◆ GIVEN EXERCISE ◆
Arrange all of the items below as a numbered list, leaving out any blank lines.

--- start PROVIDED DATA ---

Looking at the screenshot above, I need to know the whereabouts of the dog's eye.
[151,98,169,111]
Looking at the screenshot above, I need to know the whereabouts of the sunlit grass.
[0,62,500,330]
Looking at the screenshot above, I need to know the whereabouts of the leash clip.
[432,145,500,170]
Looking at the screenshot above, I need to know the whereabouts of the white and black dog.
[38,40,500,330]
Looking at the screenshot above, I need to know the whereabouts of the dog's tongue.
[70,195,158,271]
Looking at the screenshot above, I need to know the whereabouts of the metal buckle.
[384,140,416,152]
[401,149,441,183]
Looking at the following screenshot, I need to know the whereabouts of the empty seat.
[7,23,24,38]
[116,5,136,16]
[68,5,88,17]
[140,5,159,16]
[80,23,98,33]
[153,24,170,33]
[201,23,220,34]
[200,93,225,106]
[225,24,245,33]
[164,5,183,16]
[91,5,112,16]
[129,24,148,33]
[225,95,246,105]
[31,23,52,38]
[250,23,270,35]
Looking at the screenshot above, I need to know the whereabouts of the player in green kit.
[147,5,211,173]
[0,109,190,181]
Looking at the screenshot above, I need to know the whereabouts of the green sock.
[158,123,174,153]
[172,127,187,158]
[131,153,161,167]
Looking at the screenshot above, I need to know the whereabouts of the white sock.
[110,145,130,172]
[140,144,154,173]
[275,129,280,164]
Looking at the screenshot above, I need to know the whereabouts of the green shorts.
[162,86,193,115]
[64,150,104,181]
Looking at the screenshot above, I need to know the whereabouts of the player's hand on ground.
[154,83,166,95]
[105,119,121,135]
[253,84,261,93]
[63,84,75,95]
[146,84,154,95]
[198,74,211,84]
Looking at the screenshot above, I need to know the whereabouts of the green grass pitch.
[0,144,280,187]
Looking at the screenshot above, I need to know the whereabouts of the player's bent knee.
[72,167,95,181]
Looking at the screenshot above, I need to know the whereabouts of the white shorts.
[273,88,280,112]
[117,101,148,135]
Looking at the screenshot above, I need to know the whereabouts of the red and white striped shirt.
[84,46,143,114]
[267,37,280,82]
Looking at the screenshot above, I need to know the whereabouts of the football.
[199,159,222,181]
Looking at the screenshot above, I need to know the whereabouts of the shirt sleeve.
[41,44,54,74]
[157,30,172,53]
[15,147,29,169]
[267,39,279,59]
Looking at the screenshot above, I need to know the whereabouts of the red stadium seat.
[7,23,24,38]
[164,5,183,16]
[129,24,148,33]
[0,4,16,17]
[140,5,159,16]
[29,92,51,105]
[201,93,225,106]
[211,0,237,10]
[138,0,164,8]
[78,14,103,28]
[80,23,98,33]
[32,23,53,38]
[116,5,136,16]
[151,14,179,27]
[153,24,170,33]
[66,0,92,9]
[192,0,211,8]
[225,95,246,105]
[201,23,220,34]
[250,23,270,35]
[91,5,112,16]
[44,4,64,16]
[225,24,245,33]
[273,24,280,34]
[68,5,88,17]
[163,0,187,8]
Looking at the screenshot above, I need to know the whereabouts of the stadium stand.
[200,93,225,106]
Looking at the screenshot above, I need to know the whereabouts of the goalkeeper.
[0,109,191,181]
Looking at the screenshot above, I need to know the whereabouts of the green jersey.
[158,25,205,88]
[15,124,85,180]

--- end PROVIDED DATA ---

◆ ANSWER TO THE TASK ◆
1. Looking at the screenshot above, I need to know the whereabouts of the dog's eye.
2. [151,98,169,111]
3. Looking at the screenshot above, I need to know the whereabouts of the sunlit grass.
4. [0,62,500,330]
5. Looking at the screenshot above, I need to know the whereabouts of the leash clip.
6. [432,145,500,170]
7. Looking at the screenshot above, I need to know the whereabouts of the white and black dog.
8. [38,40,500,330]
9. Looking at the screenshot above, I need to know the whereabouts of the dog's tongue.
10. [70,195,158,271]
11. Looking at the screenshot above, I need to know the whereabouts of the metal buckle.
12. [384,140,416,152]
13. [401,149,441,183]
14. Looking at the following screenshot, I need to know the whereabouts of the empty seat.
15. [7,23,24,38]
16. [116,5,136,16]
17. [68,5,88,17]
18. [140,5,159,16]
19. [80,23,98,33]
20. [153,24,170,33]
21. [201,23,220,34]
22. [200,93,225,106]
23. [225,24,245,33]
24. [164,5,183,16]
25. [91,5,112,16]
26. [129,24,148,33]
27. [225,95,246,105]
28. [31,23,52,38]
29. [250,23,270,35]
30. Looking at the screenshot above, I need to know the whereabouts of the player in green kit.
31. [147,5,211,173]
32. [0,109,190,181]
33. Looking at the screenshot above, I need to know the whereabouts of the green sock.
34. [158,123,174,153]
35. [172,127,187,158]
36. [131,153,161,167]
37. Looking at the screenshot above, I need to know the whereabouts of the white sock.
38. [110,145,130,172]
39. [140,144,154,173]
40. [275,129,280,164]
41. Looking at the screenshot above, I need to know the whereabouts of the green shorts.
42. [162,86,193,115]
43. [64,150,104,181]
44. Looking at the screenshot above, I need to know the whereabouts of the player's hand on ground.
45. [154,83,166,95]
46. [105,119,121,135]
47. [253,84,261,93]
48. [63,84,75,95]
49. [146,84,154,95]
50. [198,74,211,84]
51. Looking at the screenshot above, I need to know the whereabouts of the green grass pitch.
52. [0,144,280,187]
53. Looking at the screenshot above, I need to know the whereabouts of the player's bent knee.
54. [72,167,95,181]
55. Looking at the screenshot above, I need to know the whereabouts of the white shorts.
56. [273,88,280,112]
57. [117,101,148,135]
58. Looking at the screenshot above, I need to know the whereabouts of the red and white striped shirt.
59. [84,46,143,114]
60. [267,37,280,82]
61. Looking at the screenshot above, I need to know the whereabouts of the football.
62. [199,159,222,181]
63. Looking at the screenshot above, I need to know the whereabouts of the shirt sleeve.
64. [41,44,54,74]
65. [157,30,172,53]
66. [15,147,29,169]
67. [267,39,279,59]
68. Looking at the screenshot above, I need to know the whereabouts of the red stadium seat.
69. [7,23,24,38]
70. [164,5,183,16]
71. [129,24,148,33]
72. [0,4,16,17]
73. [140,5,159,16]
74. [29,92,51,105]
75. [201,93,225,106]
76. [211,0,237,10]
77. [138,0,164,8]
78. [78,14,103,28]
79. [80,23,98,33]
80. [32,23,53,38]
81. [116,5,136,16]
82. [151,14,179,27]
83. [153,24,170,33]
84. [66,0,92,9]
85. [192,0,211,8]
86. [225,95,246,105]
87. [201,23,220,34]
88. [250,23,270,35]
89. [91,5,112,16]
90. [44,4,64,16]
91. [225,24,245,33]
92. [273,24,280,34]
93. [68,5,88,17]
94. [163,0,187,8]
95. Looking at the screenshot above, I need to know the whereabouts of the stadium stand.
96. [200,93,225,106]
97. Looking at the screenshot above, I need to know the whereabouts of the goalkeeper.
98. [0,109,191,181]
99. Looking at the screenshot above, I need to know the whereabouts of the green jersey.
100. [158,25,205,88]
101. [15,124,85,180]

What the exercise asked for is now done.